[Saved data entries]
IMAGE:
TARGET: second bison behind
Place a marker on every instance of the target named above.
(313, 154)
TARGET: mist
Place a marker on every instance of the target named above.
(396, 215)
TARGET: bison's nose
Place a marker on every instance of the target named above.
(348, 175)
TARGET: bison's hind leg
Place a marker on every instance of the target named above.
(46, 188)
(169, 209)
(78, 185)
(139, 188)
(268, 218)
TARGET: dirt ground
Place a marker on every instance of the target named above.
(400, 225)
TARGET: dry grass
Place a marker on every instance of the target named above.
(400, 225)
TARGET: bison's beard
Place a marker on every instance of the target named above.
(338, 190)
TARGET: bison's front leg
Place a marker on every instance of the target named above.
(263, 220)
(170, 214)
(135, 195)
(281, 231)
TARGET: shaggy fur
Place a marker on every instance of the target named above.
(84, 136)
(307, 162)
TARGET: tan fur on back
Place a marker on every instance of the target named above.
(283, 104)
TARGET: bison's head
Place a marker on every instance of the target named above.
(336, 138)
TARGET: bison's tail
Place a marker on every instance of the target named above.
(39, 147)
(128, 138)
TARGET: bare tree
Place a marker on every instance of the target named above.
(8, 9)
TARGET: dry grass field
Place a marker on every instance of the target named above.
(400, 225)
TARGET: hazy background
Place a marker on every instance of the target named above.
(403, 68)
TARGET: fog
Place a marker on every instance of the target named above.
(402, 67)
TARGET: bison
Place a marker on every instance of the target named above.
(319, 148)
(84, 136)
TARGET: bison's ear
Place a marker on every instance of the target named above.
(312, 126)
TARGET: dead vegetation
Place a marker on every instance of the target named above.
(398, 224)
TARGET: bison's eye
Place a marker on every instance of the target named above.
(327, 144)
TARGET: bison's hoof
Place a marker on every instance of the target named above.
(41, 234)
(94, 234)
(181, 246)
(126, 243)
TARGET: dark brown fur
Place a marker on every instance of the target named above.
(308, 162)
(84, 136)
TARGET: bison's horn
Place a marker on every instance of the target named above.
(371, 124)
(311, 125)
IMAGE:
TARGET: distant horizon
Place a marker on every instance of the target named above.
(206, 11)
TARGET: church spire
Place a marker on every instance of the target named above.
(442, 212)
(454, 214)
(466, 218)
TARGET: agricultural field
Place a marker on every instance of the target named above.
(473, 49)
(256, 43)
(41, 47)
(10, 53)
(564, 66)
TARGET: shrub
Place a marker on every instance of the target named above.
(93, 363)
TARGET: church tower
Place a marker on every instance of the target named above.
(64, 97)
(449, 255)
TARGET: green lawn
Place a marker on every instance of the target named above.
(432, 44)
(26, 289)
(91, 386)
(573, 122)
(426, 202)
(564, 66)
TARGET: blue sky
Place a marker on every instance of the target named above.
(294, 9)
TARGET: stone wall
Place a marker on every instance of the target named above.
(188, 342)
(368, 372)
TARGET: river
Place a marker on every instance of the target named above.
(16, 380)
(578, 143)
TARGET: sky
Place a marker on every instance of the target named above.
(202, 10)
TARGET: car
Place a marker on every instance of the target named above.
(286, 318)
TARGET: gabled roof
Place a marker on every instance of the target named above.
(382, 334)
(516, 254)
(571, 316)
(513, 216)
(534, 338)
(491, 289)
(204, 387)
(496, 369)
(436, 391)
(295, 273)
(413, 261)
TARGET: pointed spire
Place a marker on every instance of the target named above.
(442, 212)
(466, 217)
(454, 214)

Work instruction – Give the records above again in full, keeping every character unchanged.

Result –
IMAGE:
TARGET: second bison behind
Place a marker on every instance of the target named above.
(313, 154)
TARGET: mist
Place a marker on every instance of the target named above.
(396, 215)
TARGET: bison's nose
Place a marker on every instance of the target named above.
(348, 175)
TARGET: bison's hind leg
Place a marker on every instance of the target named above.
(46, 188)
(169, 209)
(78, 185)
(139, 188)
(268, 218)
TARGET: dirt ground
Place a marker on every instance of the target named above.
(400, 225)
TARGET: dry grass
Place a marker on every instance of the target named above.
(400, 225)
TARGET: bison's beard
Place a marker on every instance of the target named above.
(338, 190)
TARGET: bison's front leg
Place a marker on every instance of the target named above.
(263, 220)
(170, 214)
(135, 195)
(281, 231)
TARGET: shaggy fur
Place a marker on every instance of the target named above.
(84, 136)
(307, 162)
TARGET: tan fur on back
Place a marker on every instance of the target named above.
(283, 104)
TARGET: bison's head
Place a marker on every instance of the target named above.
(336, 138)
TARGET: bison's tail
Place a marker on every instance of the target named above.
(39, 147)
(128, 138)
TARGET: bare tree
Place a marker on every instance of the target named above.
(8, 9)
TARGET: dry grass field
Place a marker on every instance of the target named above.
(400, 225)
TARGET: hazy background
Place a marker on every instance of the target named above.
(403, 68)
TARGET: fog
Place a marker on every instance of the target named above.
(402, 67)
TARGET: bison
Place a marker on every instance of the target named above.
(319, 148)
(84, 136)
TARGET: bison's ear
Place a marker on every instance of the target named above.
(312, 126)
TARGET: dead vegetation
Place a marker on every instance of the target named above.
(398, 224)
TARGET: bison's eye
Place a marker on every instance of the target named above.
(327, 144)
TARGET: bison's hoof
Place a marker on every instance of the target named above.
(41, 234)
(94, 234)
(181, 246)
(126, 243)
TARGET: dark brown fur
Place a marker on every instance of the target named above.
(308, 162)
(84, 136)
TARGET: bison's horn
Place a marker on every instance of the target named above.
(371, 124)
(311, 125)
IMAGE:
TARGET: distant horizon
Place a marker on every instance of the target named above.
(206, 11)
TARGET: church spire
Place a marker on every instance of the target named above.
(442, 212)
(454, 214)
(466, 218)
TARGET: agricultural field
Place a marker on every instance of the target named above.
(473, 49)
(256, 43)
(41, 47)
(10, 53)
(564, 66)
TARGET: shrub
Place a marker on every instance of the target named above.
(93, 363)
TARGET: church tower
Place a marker on every instance of the target named above.
(64, 97)
(449, 255)
TARGET: green lawn
Place a marker on every instance of the target named above.
(432, 44)
(26, 289)
(91, 386)
(573, 122)
(426, 202)
(564, 66)
TARGET: blue sky
Place a marker on every instance of the target named above.
(294, 9)
TARGET: stone wall
Place a marker on every instance of the target named above.
(188, 342)
(368, 372)
TARGET: river
Place a marker on every instance of the target named above.
(16, 380)
(578, 143)
TARGET: sky
Place a marker on every instance of the target named above.
(202, 10)
TARGET: car
Place a marker on every instance of the target named above.
(286, 318)
TARGET: gabled roof
Place a marker on every instance of the target named above.
(382, 334)
(516, 254)
(571, 316)
(513, 216)
(534, 338)
(491, 289)
(204, 387)
(496, 369)
(436, 391)
(295, 273)
(413, 261)
TARGET: pointed spire
Place a marker on every instance of the target named above.
(442, 212)
(466, 217)
(454, 214)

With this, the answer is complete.